Set task A> Find every line in the entries that contains the word "gray" and copy each of those lines.

** BEGIN Passage to read **

Financial Visibility and Going Private

This post comes to us from Hamid Mehran and Stavros Peristiani of the Federal Reserve Bank of New York.

In our forthcoming Review of Financial Studies paper Financial Visibility and the Decision to Go Private we investigate the determinants of the decision to go private over a firm’s entire public life cycle.

We investigate the decision to go private by estimating several variations of the hazard model. Initially, we estimate a broad competing risk model where the decision to remain public or go private is evaluated against all alternative termination outcomes (merger, liquidation, or negative delisting). Most of our analysis, however, focuses on estimating a hazard model that excludes all other competing choices. In this case, the regression sample consists of an annual panel of observations of all IPO firms that either had an LBO or were bought by another private company and all surviving IPO firms that remained in the public market.

** END Passage to read **
** BEGIN Extracted data **

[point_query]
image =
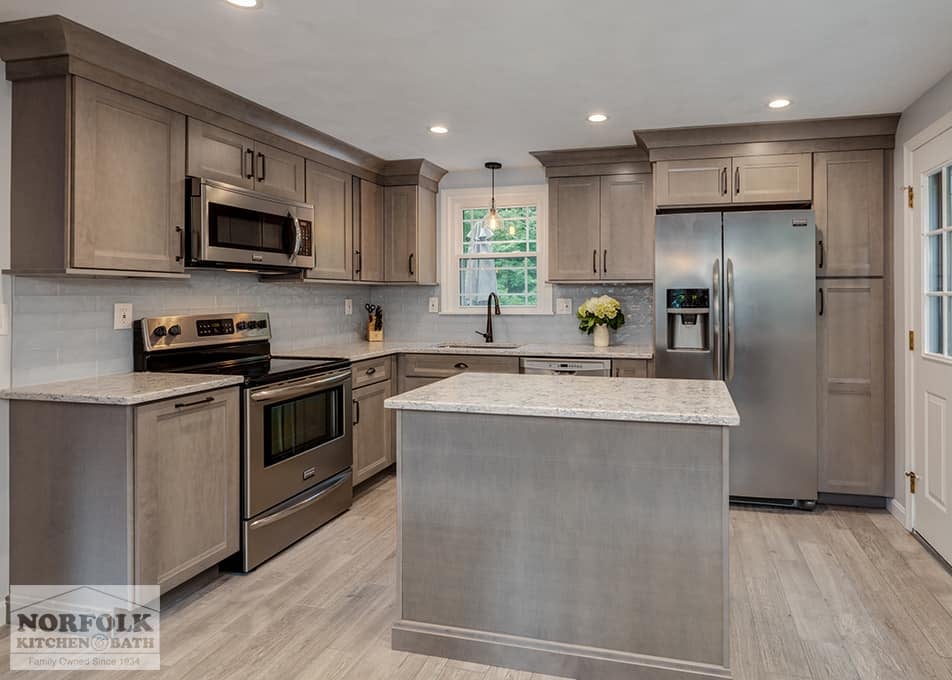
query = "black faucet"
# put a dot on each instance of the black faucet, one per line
(489, 316)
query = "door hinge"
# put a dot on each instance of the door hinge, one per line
(912, 481)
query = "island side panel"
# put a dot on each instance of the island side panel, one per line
(604, 534)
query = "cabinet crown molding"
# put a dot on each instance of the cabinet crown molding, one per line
(54, 45)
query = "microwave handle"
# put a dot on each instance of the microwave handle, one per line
(298, 237)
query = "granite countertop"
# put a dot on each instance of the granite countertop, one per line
(695, 402)
(123, 389)
(360, 350)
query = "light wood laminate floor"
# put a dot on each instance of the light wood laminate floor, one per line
(837, 594)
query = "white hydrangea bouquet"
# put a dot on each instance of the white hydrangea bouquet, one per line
(598, 314)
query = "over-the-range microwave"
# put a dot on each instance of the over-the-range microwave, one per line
(235, 228)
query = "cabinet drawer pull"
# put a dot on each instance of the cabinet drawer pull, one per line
(190, 404)
(181, 233)
(250, 162)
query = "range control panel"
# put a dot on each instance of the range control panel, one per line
(173, 332)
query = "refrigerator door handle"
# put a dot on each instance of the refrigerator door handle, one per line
(731, 330)
(716, 321)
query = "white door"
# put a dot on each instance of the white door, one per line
(932, 362)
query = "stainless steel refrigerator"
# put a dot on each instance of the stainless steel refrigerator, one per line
(735, 300)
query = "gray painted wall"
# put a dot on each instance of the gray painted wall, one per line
(930, 107)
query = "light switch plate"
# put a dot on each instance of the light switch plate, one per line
(122, 316)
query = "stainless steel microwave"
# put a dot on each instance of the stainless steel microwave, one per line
(235, 228)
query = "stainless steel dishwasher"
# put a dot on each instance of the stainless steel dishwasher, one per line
(592, 367)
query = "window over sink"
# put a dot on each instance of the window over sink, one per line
(510, 260)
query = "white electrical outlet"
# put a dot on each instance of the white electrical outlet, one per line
(122, 316)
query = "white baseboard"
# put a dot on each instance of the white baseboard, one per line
(897, 510)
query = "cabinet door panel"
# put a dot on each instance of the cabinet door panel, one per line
(400, 221)
(786, 178)
(700, 182)
(370, 232)
(373, 430)
(574, 228)
(128, 182)
(223, 155)
(848, 194)
(851, 413)
(330, 191)
(627, 228)
(278, 172)
(186, 486)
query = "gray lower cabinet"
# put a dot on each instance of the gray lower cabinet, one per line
(848, 199)
(124, 494)
(850, 382)
(373, 430)
(330, 191)
(98, 181)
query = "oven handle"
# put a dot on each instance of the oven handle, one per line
(299, 387)
(310, 500)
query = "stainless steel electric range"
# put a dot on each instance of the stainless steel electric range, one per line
(296, 421)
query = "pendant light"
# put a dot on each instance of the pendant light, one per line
(493, 220)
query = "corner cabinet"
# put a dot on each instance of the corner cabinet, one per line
(98, 181)
(850, 379)
(601, 228)
(144, 494)
(410, 234)
(848, 199)
(743, 180)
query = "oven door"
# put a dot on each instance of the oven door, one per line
(298, 433)
(233, 226)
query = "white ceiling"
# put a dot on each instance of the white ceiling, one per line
(510, 76)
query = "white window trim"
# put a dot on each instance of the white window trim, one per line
(452, 204)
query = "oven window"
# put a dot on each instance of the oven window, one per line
(300, 424)
(231, 227)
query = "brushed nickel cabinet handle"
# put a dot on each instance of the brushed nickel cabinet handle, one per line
(181, 233)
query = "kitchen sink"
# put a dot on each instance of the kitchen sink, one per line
(478, 345)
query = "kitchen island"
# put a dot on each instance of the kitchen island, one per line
(565, 525)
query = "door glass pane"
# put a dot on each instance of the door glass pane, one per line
(934, 262)
(303, 423)
(934, 324)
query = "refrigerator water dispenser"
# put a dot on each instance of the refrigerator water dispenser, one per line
(688, 318)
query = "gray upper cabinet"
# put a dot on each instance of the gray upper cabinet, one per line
(784, 178)
(330, 191)
(850, 381)
(601, 228)
(574, 239)
(219, 154)
(410, 230)
(700, 182)
(848, 197)
(369, 234)
(627, 228)
(128, 162)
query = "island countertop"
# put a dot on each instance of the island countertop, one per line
(650, 400)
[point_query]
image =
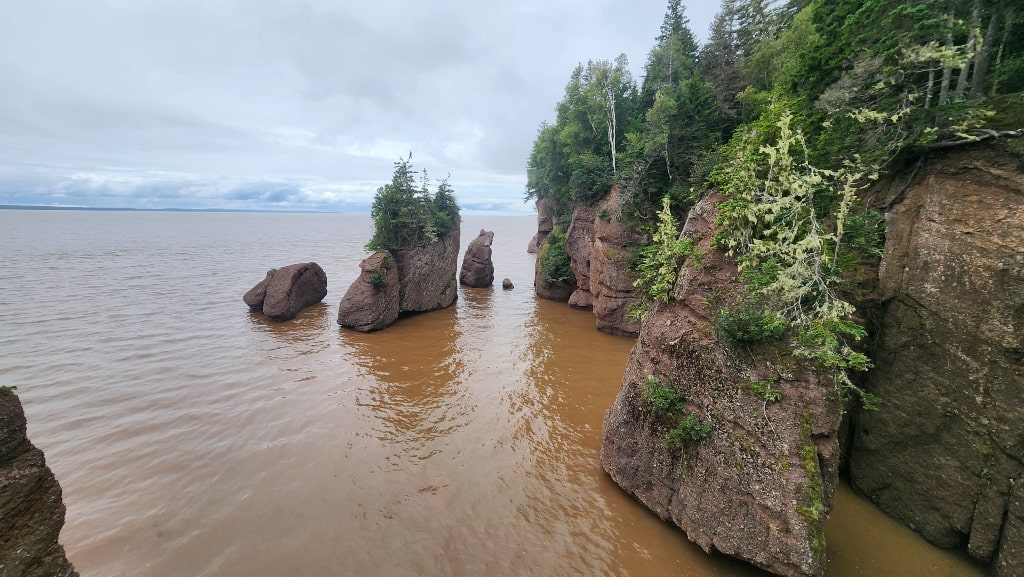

** END Extracted data **

Set task B> In the post on going private, which alternative termination outcomes does the broad competing risk model weigh against remaining public or going private?

Exercise solution A>
query = "gray painted wall"
# put a dot on each instance of the gray painted wall, one per line
query = "gray lower cabinet"
# put a dot on each instance of the gray lower cabinet, one per line
query = "gray upper cabinet"
# put a dot on each instance of the gray upper cabinet, one per line

Exercise solution B> Merger, liquidation, or negative delisting.